╔══

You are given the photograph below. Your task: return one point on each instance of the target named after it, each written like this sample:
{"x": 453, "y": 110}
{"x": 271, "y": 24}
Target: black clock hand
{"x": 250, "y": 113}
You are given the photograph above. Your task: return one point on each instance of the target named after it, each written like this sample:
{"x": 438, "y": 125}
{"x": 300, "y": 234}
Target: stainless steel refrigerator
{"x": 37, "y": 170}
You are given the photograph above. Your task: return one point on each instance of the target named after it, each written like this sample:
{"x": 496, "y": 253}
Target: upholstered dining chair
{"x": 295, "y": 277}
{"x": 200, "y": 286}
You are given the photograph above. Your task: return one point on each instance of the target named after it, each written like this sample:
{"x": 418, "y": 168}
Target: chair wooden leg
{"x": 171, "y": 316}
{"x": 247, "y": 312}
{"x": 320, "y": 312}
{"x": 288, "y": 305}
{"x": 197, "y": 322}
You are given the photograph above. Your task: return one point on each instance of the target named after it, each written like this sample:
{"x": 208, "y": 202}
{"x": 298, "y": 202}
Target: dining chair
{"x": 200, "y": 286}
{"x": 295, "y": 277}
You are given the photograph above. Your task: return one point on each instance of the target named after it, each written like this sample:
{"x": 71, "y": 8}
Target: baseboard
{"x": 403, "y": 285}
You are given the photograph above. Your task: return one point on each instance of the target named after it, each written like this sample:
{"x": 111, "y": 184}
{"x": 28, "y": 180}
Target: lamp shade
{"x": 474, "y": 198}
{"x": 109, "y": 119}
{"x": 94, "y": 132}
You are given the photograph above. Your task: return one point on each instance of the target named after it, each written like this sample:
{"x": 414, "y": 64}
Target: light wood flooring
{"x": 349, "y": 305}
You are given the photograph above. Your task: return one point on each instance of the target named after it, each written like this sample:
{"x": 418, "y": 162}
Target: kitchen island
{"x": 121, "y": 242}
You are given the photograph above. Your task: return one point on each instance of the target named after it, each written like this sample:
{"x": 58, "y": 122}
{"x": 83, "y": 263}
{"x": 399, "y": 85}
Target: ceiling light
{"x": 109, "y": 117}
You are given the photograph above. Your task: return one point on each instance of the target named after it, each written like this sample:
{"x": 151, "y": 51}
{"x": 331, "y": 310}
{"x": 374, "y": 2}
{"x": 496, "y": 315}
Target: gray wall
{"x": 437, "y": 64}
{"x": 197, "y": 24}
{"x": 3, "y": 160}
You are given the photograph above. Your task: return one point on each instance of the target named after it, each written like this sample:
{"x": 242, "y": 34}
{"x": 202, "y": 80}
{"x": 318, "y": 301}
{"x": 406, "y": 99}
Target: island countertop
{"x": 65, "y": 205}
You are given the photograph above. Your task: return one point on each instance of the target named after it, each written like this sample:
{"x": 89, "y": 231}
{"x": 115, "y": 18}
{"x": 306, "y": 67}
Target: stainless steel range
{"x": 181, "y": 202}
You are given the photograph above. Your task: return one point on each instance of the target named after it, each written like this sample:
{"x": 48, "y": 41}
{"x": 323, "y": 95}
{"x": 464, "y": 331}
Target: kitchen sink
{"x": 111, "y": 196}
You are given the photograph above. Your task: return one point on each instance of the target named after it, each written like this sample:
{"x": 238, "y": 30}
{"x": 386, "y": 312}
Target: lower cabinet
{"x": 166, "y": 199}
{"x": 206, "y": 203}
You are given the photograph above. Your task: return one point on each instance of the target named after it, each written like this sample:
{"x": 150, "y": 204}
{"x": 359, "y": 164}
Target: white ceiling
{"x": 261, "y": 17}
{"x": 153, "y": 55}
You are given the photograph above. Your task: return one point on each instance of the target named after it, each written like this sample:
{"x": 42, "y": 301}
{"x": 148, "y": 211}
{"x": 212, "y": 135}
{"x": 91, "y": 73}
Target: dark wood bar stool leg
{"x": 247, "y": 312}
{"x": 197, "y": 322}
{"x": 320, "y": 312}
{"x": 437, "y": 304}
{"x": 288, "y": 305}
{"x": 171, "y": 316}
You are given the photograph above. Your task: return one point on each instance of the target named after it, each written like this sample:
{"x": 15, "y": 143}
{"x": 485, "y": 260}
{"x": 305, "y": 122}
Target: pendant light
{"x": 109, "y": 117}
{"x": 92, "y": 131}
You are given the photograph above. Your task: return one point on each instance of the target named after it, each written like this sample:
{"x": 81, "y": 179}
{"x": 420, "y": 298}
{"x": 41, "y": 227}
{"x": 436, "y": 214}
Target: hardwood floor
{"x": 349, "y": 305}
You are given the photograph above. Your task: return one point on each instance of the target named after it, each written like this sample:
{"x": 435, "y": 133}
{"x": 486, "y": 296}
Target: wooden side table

╚══

**EXERCISE DESCRIPTION:** A complete and exact repetition of the entries is required.

**RESPONSE TO THIS TASK:**
You are given the photograph below. Your task: return one point on each instance of the target named after it, each written like this sample:
{"x": 453, "y": 110}
{"x": 271, "y": 24}
Target: black clock hand
{"x": 250, "y": 113}
You are given the photograph above. Your task: return one point on each instance of the target named after it, each written like this sample:
{"x": 438, "y": 125}
{"x": 300, "y": 234}
Target: stainless steel refrigerator
{"x": 37, "y": 170}
You are given the photograph above. Your task: return one point on each instance of the target named after it, each written like this sample:
{"x": 496, "y": 253}
Target: upholstered dining chair
{"x": 295, "y": 277}
{"x": 200, "y": 286}
You are given the photograph above. Your task: return one point on each instance of the target named after it, each written like this sample:
{"x": 418, "y": 168}
Target: chair wooden leg
{"x": 171, "y": 316}
{"x": 247, "y": 312}
{"x": 320, "y": 312}
{"x": 288, "y": 305}
{"x": 197, "y": 322}
You are given the photograph above. Your task: return one point on each instance of the target named after it, each written like this sample:
{"x": 208, "y": 202}
{"x": 298, "y": 202}
Target: dining chair
{"x": 200, "y": 286}
{"x": 295, "y": 277}
You are given the photograph above. Your task: return one point on each instance of the target named after it, each written like this sample:
{"x": 71, "y": 8}
Target: baseboard
{"x": 403, "y": 285}
You are given the photograph above. Your task: return one point on each instance of the target named after it, each written like this sample:
{"x": 111, "y": 184}
{"x": 28, "y": 180}
Target: lamp shade
{"x": 474, "y": 198}
{"x": 109, "y": 119}
{"x": 94, "y": 132}
You are given the photograph above. Your task: return one point on each instance of the target named after it, each written like this sample:
{"x": 414, "y": 64}
Target: light wood flooring
{"x": 349, "y": 305}
You are given the photograph above. Your task: return one point on each instance of the target named after it, each written like this sample:
{"x": 418, "y": 162}
Target: kitchen island
{"x": 121, "y": 242}
You are given the photograph above. Your task: return one point on each instance of the target named after it, each written like this sample:
{"x": 58, "y": 122}
{"x": 83, "y": 263}
{"x": 399, "y": 85}
Target: ceiling light
{"x": 109, "y": 117}
You are given the photograph above. Your task: return one point on each instance of the target named after it, each written like this sample:
{"x": 151, "y": 51}
{"x": 331, "y": 310}
{"x": 374, "y": 2}
{"x": 496, "y": 315}
Target: gray wall
{"x": 437, "y": 64}
{"x": 197, "y": 24}
{"x": 3, "y": 160}
You are given the photograph above. Your task: return one point on each instance of the target named after it, each written like this sample:
{"x": 242, "y": 34}
{"x": 202, "y": 80}
{"x": 318, "y": 301}
{"x": 406, "y": 99}
Target: island countertop
{"x": 65, "y": 205}
You are given the photograph above. Your task: return one point on each instance of the target named after it, each written like this sample:
{"x": 89, "y": 231}
{"x": 115, "y": 18}
{"x": 306, "y": 67}
Target: stainless steel range
{"x": 181, "y": 202}
You are given the photograph above. Your task: return one point on each instance of the target named after it, each written like this sample:
{"x": 48, "y": 41}
{"x": 323, "y": 95}
{"x": 464, "y": 331}
Target: kitchen sink
{"x": 111, "y": 196}
You are given the photograph above. Your task: return one point on each instance of the target named after it, each written like this sample:
{"x": 238, "y": 30}
{"x": 386, "y": 312}
Target: lower cabinet
{"x": 166, "y": 199}
{"x": 206, "y": 203}
You are given the photograph above. Your task: return one point on each instance of the target named after it, each written like this sample:
{"x": 150, "y": 204}
{"x": 359, "y": 164}
Target: white ceiling
{"x": 261, "y": 17}
{"x": 153, "y": 55}
You are given the photograph above. Your task: return one point on each instance of the target named after it, each written like this sample:
{"x": 42, "y": 301}
{"x": 148, "y": 211}
{"x": 212, "y": 135}
{"x": 91, "y": 73}
Target: dark wood bar stool leg
{"x": 247, "y": 312}
{"x": 197, "y": 322}
{"x": 320, "y": 312}
{"x": 437, "y": 304}
{"x": 288, "y": 305}
{"x": 171, "y": 316}
You are given the photograph above. Your task: return one point on each instance of the target named after it, each written like this sample:
{"x": 15, "y": 143}
{"x": 485, "y": 260}
{"x": 305, "y": 122}
Target: pendant light
{"x": 109, "y": 117}
{"x": 92, "y": 131}
You are given the photograph above. Your task: return one point on each instance of the target named after it, each written like this sample:
{"x": 81, "y": 179}
{"x": 420, "y": 298}
{"x": 41, "y": 227}
{"x": 436, "y": 214}
Target: hardwood floor
{"x": 349, "y": 305}
You are given the photograph above. Your task: return one point on each instance of the target named after it, each written like this sample:
{"x": 435, "y": 133}
{"x": 486, "y": 296}
Target: wooden side table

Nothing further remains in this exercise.